Carry the blog passage about reach and thirty years of marriage forward from its final line, keeping its voice and subject.

PASSAGE SHOWN →
-- START --
Sunday, August 31, 2014

Reach

I am considered somewhat tall for a woman.  It started in junior high, when three inch heels  or platform shoes were the rage.  Everyone wore them, and I was very conscious of the fact that with my two inch heels I towered over most of the twelve year old boys.

That doesn't work well if you consider height to be a deciding factor on whether or not a boy might consider asking you out.  Most taller boys played sports, so being the shy, unconfident person I was, I never even considered that a "jock" would ever ask me out.  So, it is quite amazing that I ended up marrying one.  But that's an entirely different story.

Being tall has one advantage.  You can reach things others can't.  I have been asked more than once by a stranger in the grocery store if I could help them reach something.  My mother in law has often used my height to her advantage to help reach a serving bowl on the top shelf of her cabinet.  

Reach.  It usually requires stretching.

You might even be a little uncomfortable for a time, straining to get something that is out of reach for most people, but barely within your own.

There is another kind of reach I have known--finally reaching your destination/goal/opportunity. There is a finality about that kind of reach.  It means overcoming obstacles, pursuing something over a long period of time, coming to the place where you realize what you had sought for so long--a finish line, a vacation spot, a master's degree.  

The destination I think about  reaching most often is more a place of maturity.
Reaching a place where the struggles of the past no longer have a hold on me.
Reaching a place where I no longer worry about what others think of me.
Reaching a place where I can love unconditionally.
Reaching a place in my where I trust the Lord completely and never doubt.

I would love to reach that place.

But I am beginning to realize that it is going to look more like the continual stretching kind of reach. A process.  It means it will be uncomfortable.  I will wonder if I will ever arrive.  I believe it is the process itself that is much more important than the destination.  The continual stretching and striving will produce the character He requires for me to enter a new place.  

Yes, reach is a slippery thing.  Once you think you have arrived, there is always more. A new destination, a new race to run, a new level.

One day we will finish our race, having run the entire course, and will truly reach what our hearts desire.  What we were created for.  Until then, we continute to reach…

"Do you not know that in a race all the runners run, but only one gets the prize? Run in such away as to get the prize."  I Corinthinas 9:24.

Monday, August 25, 2014

Thirty Years Ago



My knight in shining armor found me, swept me off of my feet, and we made promises to love, honor and cherish each other thirty years ago today.

We thought we knew so much.  We thought love would carry us through anything.

I chuckle now as I remember answering questions that our pastor/marriage counselor asked us, in order to prepare us for this lifetime commitment called marriage.

"Who will do the dishes and clean the house?"  Our answer?  "Why, both of us, together!"

"Who will shop for groceries, pay the bills, and cook the meals?"  "We will both do it together!"
-- END --
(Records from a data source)
-- START --
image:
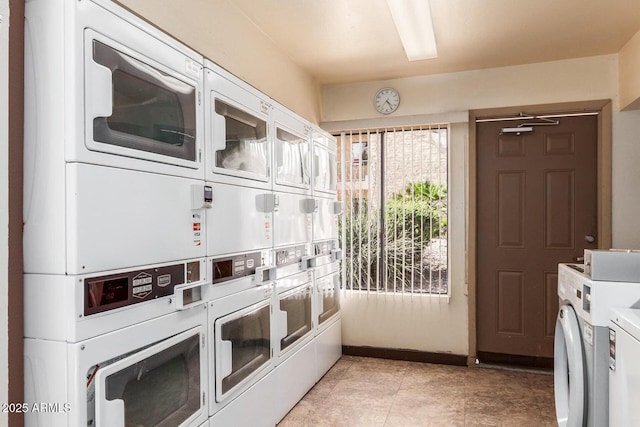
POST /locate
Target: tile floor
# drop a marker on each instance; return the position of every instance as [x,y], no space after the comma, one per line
[370,392]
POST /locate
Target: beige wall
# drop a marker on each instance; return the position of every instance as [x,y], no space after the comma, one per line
[4,218]
[626,179]
[222,33]
[433,325]
[549,82]
[630,74]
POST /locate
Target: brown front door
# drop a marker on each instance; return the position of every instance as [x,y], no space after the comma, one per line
[537,207]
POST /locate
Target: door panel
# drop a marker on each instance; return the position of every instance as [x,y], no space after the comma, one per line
[537,201]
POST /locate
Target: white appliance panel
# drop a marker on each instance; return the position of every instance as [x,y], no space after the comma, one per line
[66,89]
[292,152]
[295,377]
[58,372]
[624,372]
[238,145]
[328,348]
[238,220]
[253,408]
[325,174]
[292,222]
[294,318]
[118,218]
[241,350]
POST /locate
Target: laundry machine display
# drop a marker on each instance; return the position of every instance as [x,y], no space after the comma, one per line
[238,146]
[151,373]
[75,308]
[581,350]
[624,367]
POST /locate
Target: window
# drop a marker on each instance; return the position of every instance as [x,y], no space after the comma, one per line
[393,183]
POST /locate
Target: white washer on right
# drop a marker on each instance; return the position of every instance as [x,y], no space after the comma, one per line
[581,347]
[624,367]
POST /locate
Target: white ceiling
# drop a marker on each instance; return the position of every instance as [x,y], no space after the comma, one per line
[340,41]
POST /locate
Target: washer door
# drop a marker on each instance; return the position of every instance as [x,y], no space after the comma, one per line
[569,369]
-- END --
RESULT FOR THIS EXERCISE →
And we did.  For about one year and a month.  We drove to the store together, washed and dried our clothes at the laundromat together.  We arrived home from work at about the same time,  so we carefully calculated what was for dinner (usually shake and bake chicken or a hamburger helper type meal), cooked together, and cleaned up the dishes together. We were on a shoestring budget, but that didn't keep us from our weekly trips to Baskin Robbins for our Coconut Almond Fudge ice cream cones.  At least once a week we would enjoy fine dining at the China House Restaurant where the world's best Cashew Chicken took place.  Sometimes we would play mini golf or go to a movie, or even sit by the pool at the local Howard Johnson's hotel.  We had been warned about the first year of marriage being the most difficult.  We were sailing through it with nary a bump in the road. Ah, wedded bliss.

And then life happened.  It was called colicky baby, move to a new state, and start a job in a new church, where every needy teenager thought my husband was their new hero.  All within two month's time, I had been catapulted from princess to mom, homemaker, pastor's wife, bill payer, cook, and bottle washer.  I landed hard.  All those layers of feather beds and feather matresses were pulled out right from under me when I had least expected it.

I felt like Cinderella, who had to stay home from the ball and take care of her responsibilities at home.  And my husband, the prince, had no clue.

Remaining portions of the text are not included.